------ Data supplied ------

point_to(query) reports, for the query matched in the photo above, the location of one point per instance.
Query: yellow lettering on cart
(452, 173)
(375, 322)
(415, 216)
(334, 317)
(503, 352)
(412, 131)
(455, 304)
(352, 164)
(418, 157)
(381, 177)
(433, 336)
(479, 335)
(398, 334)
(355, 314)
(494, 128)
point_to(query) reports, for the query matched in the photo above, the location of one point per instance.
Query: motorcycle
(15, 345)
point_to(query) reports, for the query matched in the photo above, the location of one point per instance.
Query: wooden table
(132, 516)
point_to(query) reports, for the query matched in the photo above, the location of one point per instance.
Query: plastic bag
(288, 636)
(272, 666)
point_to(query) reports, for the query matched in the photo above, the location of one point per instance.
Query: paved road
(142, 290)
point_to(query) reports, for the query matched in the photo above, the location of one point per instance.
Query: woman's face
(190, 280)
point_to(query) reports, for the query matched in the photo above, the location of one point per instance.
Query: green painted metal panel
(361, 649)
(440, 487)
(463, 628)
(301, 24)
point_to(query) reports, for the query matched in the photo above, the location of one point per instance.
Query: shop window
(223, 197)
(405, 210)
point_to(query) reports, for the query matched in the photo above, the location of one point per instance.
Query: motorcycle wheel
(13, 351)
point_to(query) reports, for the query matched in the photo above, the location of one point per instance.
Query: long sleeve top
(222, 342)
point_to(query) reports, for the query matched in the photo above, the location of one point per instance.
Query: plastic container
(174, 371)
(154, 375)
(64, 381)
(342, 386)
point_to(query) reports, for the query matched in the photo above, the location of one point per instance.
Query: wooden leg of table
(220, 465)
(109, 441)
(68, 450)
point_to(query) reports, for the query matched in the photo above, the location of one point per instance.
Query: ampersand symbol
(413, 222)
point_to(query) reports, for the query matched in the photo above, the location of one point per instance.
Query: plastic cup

------

**Short exercise:** Each line above must be printed exactly as it appears.

**Output of the exercise:**
point_to(query) reports, for the query matched in the photo above, the location of one point per instance.
Query: yellow lettering on cart
(452, 173)
(375, 322)
(415, 216)
(334, 317)
(503, 352)
(412, 131)
(455, 304)
(352, 164)
(418, 157)
(381, 177)
(433, 336)
(479, 335)
(398, 334)
(355, 314)
(494, 128)
point_to(query) reports, for the query matched in the photo above, the location of one point per instance.
Query: motorcycle
(15, 345)
point_to(query) reports, for the query matched in the photo above, the location of one point per instance.
Query: wooden table
(132, 516)
point_to(query) reports, for the query matched in the photo above, the location of one point per instance.
Query: plastic bag
(288, 636)
(272, 666)
point_to(query) reports, for the query matched in the photo above, the location of one point per instance.
Query: paved road
(142, 290)
point_to(query) reports, for the query matched in the photo above, the location of one point per instance.
Query: woman's face
(190, 280)
point_to(query) reports, for the query matched in the photo above, the location of one point per instance.
Query: green painted metal panel
(361, 649)
(440, 487)
(463, 628)
(301, 24)
point_to(query) reports, for the query matched in the photo above, the location of one point per instance.
Query: shop window
(223, 197)
(405, 210)
point_to(query) reports, for the query matched in the photo above, the location of one point per instance.
Query: motorcycle wheel
(13, 351)
point_to(query) reports, for the query matched in the photo above, the location of one point per instance.
Query: long sleeve top
(222, 342)
point_to(query) reports, for the query matched in the photo above, the location of one point per instance.
Query: plastic container
(174, 371)
(154, 375)
(64, 381)
(342, 386)
point_to(query) reports, for the query matched in the photo above, the location of one point per instance.
Query: wooden leg of table
(220, 465)
(109, 441)
(68, 450)
point_to(query) reports, for the query matched in the photo above, the location of one point per instance.
Query: ampersand symbol
(413, 222)
point_to(query) reports, for the query matched in the photo above, the location of one point per instance.
Query: plastic cup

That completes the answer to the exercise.